Assigned task
Everything in the entries is to be written out exactly, except for the pictures.

Recorded data
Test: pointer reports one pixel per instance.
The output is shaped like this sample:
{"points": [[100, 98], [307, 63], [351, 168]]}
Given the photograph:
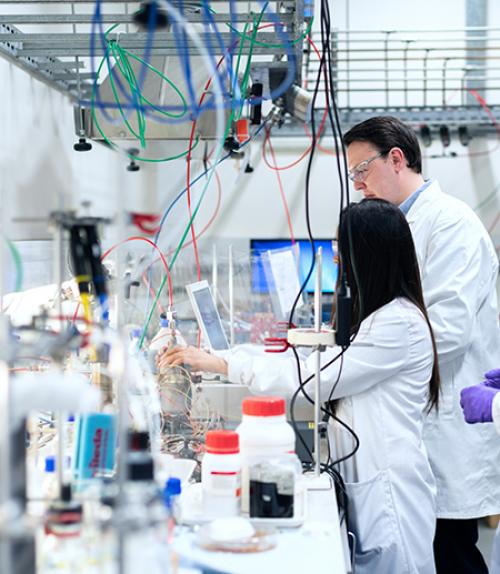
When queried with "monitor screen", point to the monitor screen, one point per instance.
{"points": [[330, 268], [207, 315]]}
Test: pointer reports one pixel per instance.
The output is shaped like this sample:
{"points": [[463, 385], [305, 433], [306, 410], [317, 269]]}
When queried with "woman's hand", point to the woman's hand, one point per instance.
{"points": [[195, 358]]}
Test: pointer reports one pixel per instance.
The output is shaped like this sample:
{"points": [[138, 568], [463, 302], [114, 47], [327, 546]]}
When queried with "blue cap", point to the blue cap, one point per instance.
{"points": [[50, 463], [172, 488]]}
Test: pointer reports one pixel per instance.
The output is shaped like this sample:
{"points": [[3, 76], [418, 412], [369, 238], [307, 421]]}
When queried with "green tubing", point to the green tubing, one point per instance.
{"points": [[268, 45]]}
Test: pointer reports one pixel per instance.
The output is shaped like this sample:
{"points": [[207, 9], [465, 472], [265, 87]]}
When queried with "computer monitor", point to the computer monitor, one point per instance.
{"points": [[207, 315], [330, 268]]}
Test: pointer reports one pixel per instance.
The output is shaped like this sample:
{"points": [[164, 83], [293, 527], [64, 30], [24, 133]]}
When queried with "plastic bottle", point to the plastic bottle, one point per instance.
{"points": [[161, 338], [49, 489], [221, 474], [171, 493], [264, 433]]}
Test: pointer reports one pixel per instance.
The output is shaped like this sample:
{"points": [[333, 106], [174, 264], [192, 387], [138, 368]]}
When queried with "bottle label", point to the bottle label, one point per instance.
{"points": [[225, 483]]}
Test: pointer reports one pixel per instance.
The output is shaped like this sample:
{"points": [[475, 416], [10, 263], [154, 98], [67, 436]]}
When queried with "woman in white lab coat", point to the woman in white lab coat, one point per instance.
{"points": [[388, 379]]}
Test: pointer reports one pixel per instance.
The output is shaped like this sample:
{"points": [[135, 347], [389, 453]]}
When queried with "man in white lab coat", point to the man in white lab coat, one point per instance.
{"points": [[459, 268], [481, 404]]}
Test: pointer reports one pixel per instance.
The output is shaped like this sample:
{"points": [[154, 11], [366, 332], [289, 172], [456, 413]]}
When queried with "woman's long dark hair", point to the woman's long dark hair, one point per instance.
{"points": [[385, 265]]}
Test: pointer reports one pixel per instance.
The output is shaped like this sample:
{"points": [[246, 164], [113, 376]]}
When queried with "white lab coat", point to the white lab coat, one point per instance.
{"points": [[459, 268], [384, 386]]}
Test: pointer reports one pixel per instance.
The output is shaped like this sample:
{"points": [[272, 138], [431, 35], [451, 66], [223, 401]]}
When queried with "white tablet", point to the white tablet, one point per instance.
{"points": [[207, 315]]}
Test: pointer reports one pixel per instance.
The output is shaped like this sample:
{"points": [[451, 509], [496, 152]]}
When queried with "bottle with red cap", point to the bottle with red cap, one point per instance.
{"points": [[264, 434], [221, 474]]}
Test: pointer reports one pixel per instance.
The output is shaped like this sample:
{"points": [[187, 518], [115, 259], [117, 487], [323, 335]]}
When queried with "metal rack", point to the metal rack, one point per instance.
{"points": [[50, 39], [431, 77]]}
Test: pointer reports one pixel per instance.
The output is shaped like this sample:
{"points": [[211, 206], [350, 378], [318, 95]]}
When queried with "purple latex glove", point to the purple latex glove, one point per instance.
{"points": [[492, 378], [476, 403]]}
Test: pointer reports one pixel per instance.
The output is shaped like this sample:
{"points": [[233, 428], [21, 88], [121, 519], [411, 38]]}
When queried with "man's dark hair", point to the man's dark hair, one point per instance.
{"points": [[386, 132]]}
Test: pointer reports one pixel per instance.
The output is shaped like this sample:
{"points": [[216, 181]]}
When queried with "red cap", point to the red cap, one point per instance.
{"points": [[263, 406], [222, 442]]}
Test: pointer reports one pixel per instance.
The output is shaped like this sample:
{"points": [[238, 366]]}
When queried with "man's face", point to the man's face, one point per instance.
{"points": [[373, 175]]}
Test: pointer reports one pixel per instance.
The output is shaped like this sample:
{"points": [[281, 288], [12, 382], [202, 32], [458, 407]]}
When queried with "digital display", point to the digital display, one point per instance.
{"points": [[330, 268], [211, 323]]}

Output of the exercise
Test: pointer reports one pixel per instance.
The output is shaped like this sample:
{"points": [[100, 98], [307, 63], [351, 168]]}
Given the photograph:
When queried with "monitor screen", point to the monitor screen, one point per instance.
{"points": [[330, 268], [207, 315]]}
Test: pointer reports one pixel per instance.
The output is shaped like this sample:
{"points": [[463, 385], [305, 433], [306, 410], [317, 269]]}
When queried with "woman's hand", point to the woman's hand, one point per instance.
{"points": [[195, 358]]}
Test: pointer reports one pixel per instance.
The output is shaped like this sample:
{"points": [[138, 568], [463, 302], [114, 47], [327, 546]]}
When queried with "blue cap", point to the blue cap, one point per instance.
{"points": [[50, 463], [172, 488]]}
Test: pointer reports one pixel per instance.
The output is shaped like this sample:
{"points": [[3, 76], [418, 412], [369, 238], [307, 421]]}
When queried with "green tubing", point to the green tubing, one point per instance.
{"points": [[268, 45]]}
Test: pointer reports one pixel per instance.
The output is shaped like this sample:
{"points": [[207, 9], [465, 472], [265, 87]]}
When queried with "computer monitor", point to the computer monitor, one point per instance.
{"points": [[207, 315], [330, 268]]}
Test: pointer reports one pixel per instance.
The output is shaped like this sample:
{"points": [[164, 83], [293, 527], [64, 30], [24, 133]]}
When queried with "plastic bottle", point to the plastic bottle, one point per instance.
{"points": [[161, 338], [49, 489], [221, 474], [171, 493], [264, 433]]}
Test: pointer reports one pixel per instance.
The output is shaped like this sample:
{"points": [[333, 106], [174, 264], [192, 387], [138, 368]]}
When queried with "bottle label", point to the bottle label, one point per instance.
{"points": [[225, 483]]}
Test: pointer reports one pixel per instance.
The output is shaped like this sample:
{"points": [[475, 416], [10, 263], [154, 98], [67, 436]]}
When queried with "woman in white lab coat", point to the woman in white lab coat, one point per instance.
{"points": [[388, 379]]}
Test: pointer reports one pixel per instance.
The output is shaped like this sample:
{"points": [[135, 347], [389, 453]]}
When queried with "man in white lab coat", point to the man in white lab coat, one point per instance.
{"points": [[459, 268], [481, 404]]}
Test: pointer reports one pixel per instance.
The output is shaped like this sample:
{"points": [[154, 11], [366, 332], [289, 172], [456, 413]]}
When queried with "woman's long dark hair", point to the woman's long dark hair, one point per instance.
{"points": [[385, 265]]}
Test: pointer reports one pixel per instance.
The output is shaped like this sample:
{"points": [[246, 164], [113, 376]]}
When queried with "white lab coat", point to the white lab coat, one point per instance.
{"points": [[459, 268], [384, 386]]}
Test: pointer reports one pixel per instance.
The output is shaped like this sample:
{"points": [[272, 138], [431, 35], [451, 66], [223, 401]]}
When queried with "white tablet", point to the white tablet, one point per instance.
{"points": [[207, 315]]}
Test: pointer reports one pixel per instance.
The output is shaped like this sample:
{"points": [[451, 509], [496, 152]]}
When queried with "bottle with red cap", point to the bottle with red cap, one point per instance.
{"points": [[264, 434], [221, 474]]}
Test: pointer reports one pixel per instance.
The output is shaped like this sample:
{"points": [[187, 518], [115, 259], [117, 487], [323, 335]]}
When queried with "metal rack", point to the metal rack, one point per instance.
{"points": [[50, 39], [431, 77]]}
Test: pointer reports one pixel per instance.
The output is shaped like this sample:
{"points": [[211, 206], [350, 378], [318, 95]]}
When queried with "purple latex glove", point to the purple latex glove, one point per instance.
{"points": [[492, 378], [476, 403]]}
Test: pointer reports one pixel per instance.
The output is shaped like this sample:
{"points": [[233, 428], [21, 88], [121, 519], [411, 38]]}
When queried with "man's dark hair", point to the man's dark hair, one point per instance.
{"points": [[386, 132]]}
Test: pointer reports one pixel per instance.
The output is shaped like this sample:
{"points": [[216, 181]]}
When queried with "red cap", point to the red cap, one point per instance.
{"points": [[263, 406], [222, 442]]}
Test: pointer reports one pixel per instance.
The output is shaped like this sample:
{"points": [[238, 366]]}
When queried with "man's face", point to the man's face, one point per instance.
{"points": [[373, 175]]}
Test: pointer reports one pixel per instance.
The output is shaped like this sample:
{"points": [[281, 288], [12, 382], [202, 32], [458, 407]]}
When queried with "digital display", point to the digital display, one point per instance.
{"points": [[330, 268], [211, 323]]}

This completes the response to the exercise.